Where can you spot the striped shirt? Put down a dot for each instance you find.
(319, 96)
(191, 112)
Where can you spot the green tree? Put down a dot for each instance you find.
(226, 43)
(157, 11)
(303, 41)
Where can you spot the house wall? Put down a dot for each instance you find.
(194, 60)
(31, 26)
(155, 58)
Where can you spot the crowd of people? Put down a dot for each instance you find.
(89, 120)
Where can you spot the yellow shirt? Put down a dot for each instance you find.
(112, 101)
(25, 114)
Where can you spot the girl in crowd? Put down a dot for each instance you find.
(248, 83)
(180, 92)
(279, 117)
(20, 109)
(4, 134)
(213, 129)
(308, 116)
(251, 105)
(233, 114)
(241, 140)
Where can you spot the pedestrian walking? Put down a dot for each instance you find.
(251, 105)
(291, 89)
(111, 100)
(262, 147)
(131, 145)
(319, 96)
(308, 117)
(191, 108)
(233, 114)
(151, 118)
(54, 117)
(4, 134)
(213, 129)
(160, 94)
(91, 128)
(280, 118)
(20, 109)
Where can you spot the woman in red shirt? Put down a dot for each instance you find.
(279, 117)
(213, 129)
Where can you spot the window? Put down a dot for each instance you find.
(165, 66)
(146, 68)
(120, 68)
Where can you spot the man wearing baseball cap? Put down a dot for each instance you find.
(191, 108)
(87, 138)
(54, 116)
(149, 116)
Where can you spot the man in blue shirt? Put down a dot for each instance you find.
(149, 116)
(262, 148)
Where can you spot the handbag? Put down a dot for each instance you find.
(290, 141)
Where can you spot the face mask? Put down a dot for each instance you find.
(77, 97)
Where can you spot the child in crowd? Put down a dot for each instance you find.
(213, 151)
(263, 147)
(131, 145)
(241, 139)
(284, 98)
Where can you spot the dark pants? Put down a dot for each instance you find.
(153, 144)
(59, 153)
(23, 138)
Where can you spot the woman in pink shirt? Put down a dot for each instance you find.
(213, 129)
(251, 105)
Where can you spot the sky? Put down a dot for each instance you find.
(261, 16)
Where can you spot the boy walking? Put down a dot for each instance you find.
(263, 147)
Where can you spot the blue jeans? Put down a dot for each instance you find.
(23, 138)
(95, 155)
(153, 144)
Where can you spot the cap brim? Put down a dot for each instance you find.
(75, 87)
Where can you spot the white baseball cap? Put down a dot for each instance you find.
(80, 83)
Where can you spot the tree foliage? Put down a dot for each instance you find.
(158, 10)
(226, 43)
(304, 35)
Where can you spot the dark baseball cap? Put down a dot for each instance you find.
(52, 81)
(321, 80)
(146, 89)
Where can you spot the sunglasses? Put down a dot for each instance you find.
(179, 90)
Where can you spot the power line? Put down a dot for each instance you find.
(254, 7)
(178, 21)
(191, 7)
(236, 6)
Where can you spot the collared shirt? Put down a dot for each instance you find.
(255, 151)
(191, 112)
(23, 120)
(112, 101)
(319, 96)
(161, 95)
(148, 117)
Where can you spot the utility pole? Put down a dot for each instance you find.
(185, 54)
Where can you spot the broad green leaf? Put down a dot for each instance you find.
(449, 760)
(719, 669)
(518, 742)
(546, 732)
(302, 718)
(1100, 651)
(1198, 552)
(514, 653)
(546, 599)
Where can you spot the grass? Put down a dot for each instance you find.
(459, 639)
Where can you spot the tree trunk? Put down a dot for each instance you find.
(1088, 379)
——
* [Goal of the exercise]
Give back each entry so that it matches the original word for word.

* [Expected answer]
Where can you spot the striped shirt? Put down a dot for each instance you find.
(319, 96)
(191, 112)
Where can you spot the green tree? Put down a dot for each instance you find.
(226, 43)
(157, 11)
(303, 41)
Where can you spot the house wall? Put down a dot for each instance you find.
(194, 60)
(31, 26)
(155, 58)
Where can you spot the crowd of people? Put down a dot for each instance you find.
(89, 120)
Where can you spot the yellow shirt? Put down a dot for each instance you find.
(112, 101)
(25, 114)
Where can you spot the girl in crowd? Put down a dot for each instance you find.
(248, 83)
(180, 92)
(279, 117)
(20, 109)
(4, 134)
(213, 129)
(308, 116)
(251, 105)
(233, 114)
(241, 140)
Where can you spot the pedestrian walking? Put down a dot for each instance you find.
(251, 105)
(291, 89)
(111, 100)
(262, 147)
(131, 145)
(319, 96)
(308, 117)
(191, 108)
(233, 114)
(151, 118)
(54, 117)
(4, 134)
(213, 129)
(160, 94)
(91, 128)
(280, 118)
(20, 109)
Where can you spot the woman in red shirt? Put down a dot for each instance you find.
(279, 117)
(213, 129)
Where can you spot the window? Put down a dot for each instance you find.
(165, 66)
(146, 68)
(120, 68)
Where can you spot the man wearing baseball cap? Put down a dot for each instance you find.
(191, 108)
(87, 138)
(54, 116)
(149, 116)
Where can you spot the man in blue shirt? Put down a dot for each instance you find.
(149, 116)
(262, 148)
Where can you spot the handbag? Put down a dot for each instance you find.
(290, 141)
Where can you spot the face mask? Put down a dot for each instance you find.
(77, 97)
Where can you spot the child in crowd? Put down a dot for each instance you find.
(213, 151)
(263, 147)
(131, 145)
(241, 139)
(284, 98)
Where can you spot the dark pants? Put down a dot for each instance you find.
(153, 144)
(59, 153)
(23, 138)
Where can you spot the woman in pink shirt? Put down a dot for each instance you find.
(213, 129)
(251, 105)
Where can you spot the sky? Put down a dot for each instance you find.
(261, 16)
Where can you spot the boy walking? Put down a dot for each instance you find.
(263, 147)
Where can you spot the blue jeans? Put down a dot for each instance you find.
(23, 138)
(95, 155)
(153, 144)
Where can you spot the cap brim? Put down a dot for each instance you find.
(75, 87)
Where can you spot the white baseball cap? Put down a dot for each instance you find.
(80, 83)
Where can you spot the tree foliage? Put down a dot for each instance you find.
(158, 10)
(226, 43)
(304, 35)
Where can you spot the dark baseball cap? Put down a dot for each instance you find.
(52, 81)
(321, 80)
(146, 89)
Where can you spot the sunglasses? Put down a dot for each instance you find.
(179, 90)
Where can you spot the power line? Put down a dot for each instance you find.
(254, 7)
(178, 21)
(191, 7)
(236, 6)
Where can you spot the collared shirt? Put down a dot for each instance you find.
(255, 151)
(191, 112)
(23, 120)
(112, 101)
(319, 96)
(161, 95)
(148, 117)
Where can you spot the utility pole? Put down a dot for each instance you find.
(185, 54)
Where can you spot the broad green leaf? Put down a dot for each instance you find.
(449, 760)
(719, 669)
(518, 742)
(546, 732)
(302, 718)
(1100, 651)
(1198, 552)
(514, 653)
(546, 599)
Where can you spot the grass? Put down a dot for each instance you find.
(459, 639)
Where can you spot the tree trunk? Put down a dot for each instance you find.
(1088, 379)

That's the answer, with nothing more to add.